== RECORDS FOR THIS EXERCISE ==
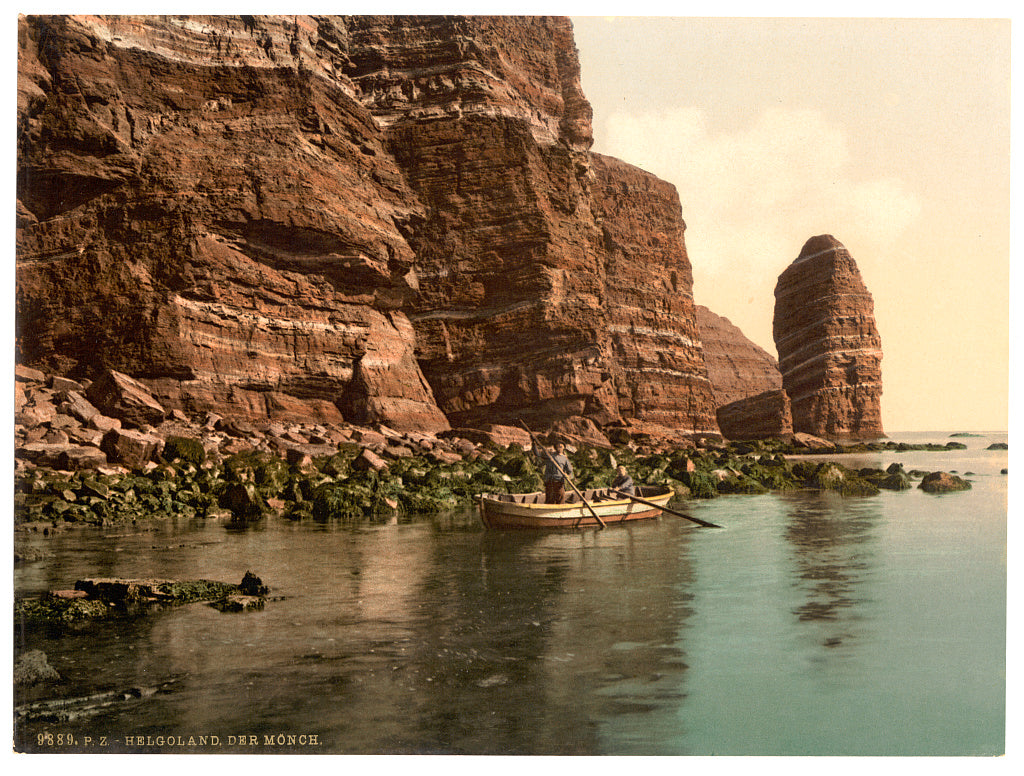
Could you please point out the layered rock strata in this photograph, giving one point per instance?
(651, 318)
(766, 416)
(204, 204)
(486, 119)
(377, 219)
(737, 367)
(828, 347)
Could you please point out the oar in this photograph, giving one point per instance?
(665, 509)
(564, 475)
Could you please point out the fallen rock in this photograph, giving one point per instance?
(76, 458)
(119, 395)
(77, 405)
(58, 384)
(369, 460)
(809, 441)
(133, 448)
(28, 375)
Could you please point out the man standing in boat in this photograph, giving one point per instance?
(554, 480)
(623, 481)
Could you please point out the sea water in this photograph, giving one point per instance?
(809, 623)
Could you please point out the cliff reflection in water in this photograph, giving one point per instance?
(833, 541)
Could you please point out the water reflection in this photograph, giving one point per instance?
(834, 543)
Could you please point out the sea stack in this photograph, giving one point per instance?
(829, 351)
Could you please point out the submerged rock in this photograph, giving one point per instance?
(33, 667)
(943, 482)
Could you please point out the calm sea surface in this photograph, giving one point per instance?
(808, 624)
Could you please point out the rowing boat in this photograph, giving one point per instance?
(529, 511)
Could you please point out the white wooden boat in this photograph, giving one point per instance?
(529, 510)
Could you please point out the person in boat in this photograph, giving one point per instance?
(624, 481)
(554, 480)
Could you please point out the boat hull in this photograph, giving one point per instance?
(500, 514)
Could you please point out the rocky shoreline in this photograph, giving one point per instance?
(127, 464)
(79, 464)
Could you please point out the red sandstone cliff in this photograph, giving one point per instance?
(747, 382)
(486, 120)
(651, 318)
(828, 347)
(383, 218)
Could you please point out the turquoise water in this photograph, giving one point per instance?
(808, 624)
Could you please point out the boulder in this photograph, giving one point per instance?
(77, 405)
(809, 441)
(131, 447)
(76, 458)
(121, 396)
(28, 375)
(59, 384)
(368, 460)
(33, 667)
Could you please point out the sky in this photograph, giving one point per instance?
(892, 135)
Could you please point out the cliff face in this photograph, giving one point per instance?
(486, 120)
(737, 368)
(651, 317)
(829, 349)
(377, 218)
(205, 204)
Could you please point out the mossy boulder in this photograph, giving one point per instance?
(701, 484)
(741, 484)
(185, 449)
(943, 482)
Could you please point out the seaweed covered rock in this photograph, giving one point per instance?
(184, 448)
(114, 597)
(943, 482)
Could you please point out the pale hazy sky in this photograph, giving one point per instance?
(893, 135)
===
Repeat only the stretch of lines starting at the one containing "Could you please point out the submerged" and running to the final line of the entries above.

Could you please point out the submerged rock in this photograph, giving one point per instance?
(33, 667)
(943, 482)
Could you please point out the calm sea surface in this photograph, giving one point per instance?
(808, 624)
Could you please point out the rowing boat in this photograph, giving one point per instance?
(529, 511)
Could you please point out the white wooden boat in this photograph, giving one point per instance?
(529, 510)
Could you please point out the person in boat in this photograph, giving one point per instance?
(624, 481)
(554, 480)
Could you please point out the boat hull in this photograph, giving one point per instance?
(500, 514)
Could you please point out the rocky shoreline in this photograph, giving one point per instance?
(127, 464)
(79, 464)
Could you please point out the red sandstone cliff in this photograph, giving one point per instance?
(747, 382)
(486, 120)
(651, 318)
(828, 347)
(383, 218)
Could you please point out the turquoise water in this photograph, giving one point per instance?
(808, 624)
Could you please point out the boulder in this photograph, giving one point per instance?
(77, 405)
(809, 441)
(131, 447)
(76, 458)
(121, 396)
(28, 375)
(59, 384)
(368, 460)
(33, 667)
Could you please point out the sky in this photograph, giving one point per instance?
(892, 135)
Could you please point out the cliff face in this photograph, giving one point per instance?
(486, 120)
(737, 368)
(651, 317)
(829, 349)
(377, 218)
(205, 204)
Could you please point out the mossy boulder in this photograph, giving one point per instance?
(701, 484)
(741, 484)
(185, 449)
(943, 482)
Could you please point out the seaweed covered rock in this photograph, giving one point per instance?
(184, 448)
(114, 597)
(943, 482)
Could you please point out the pale hazy sky in this photograph, giving one point per instance?
(893, 135)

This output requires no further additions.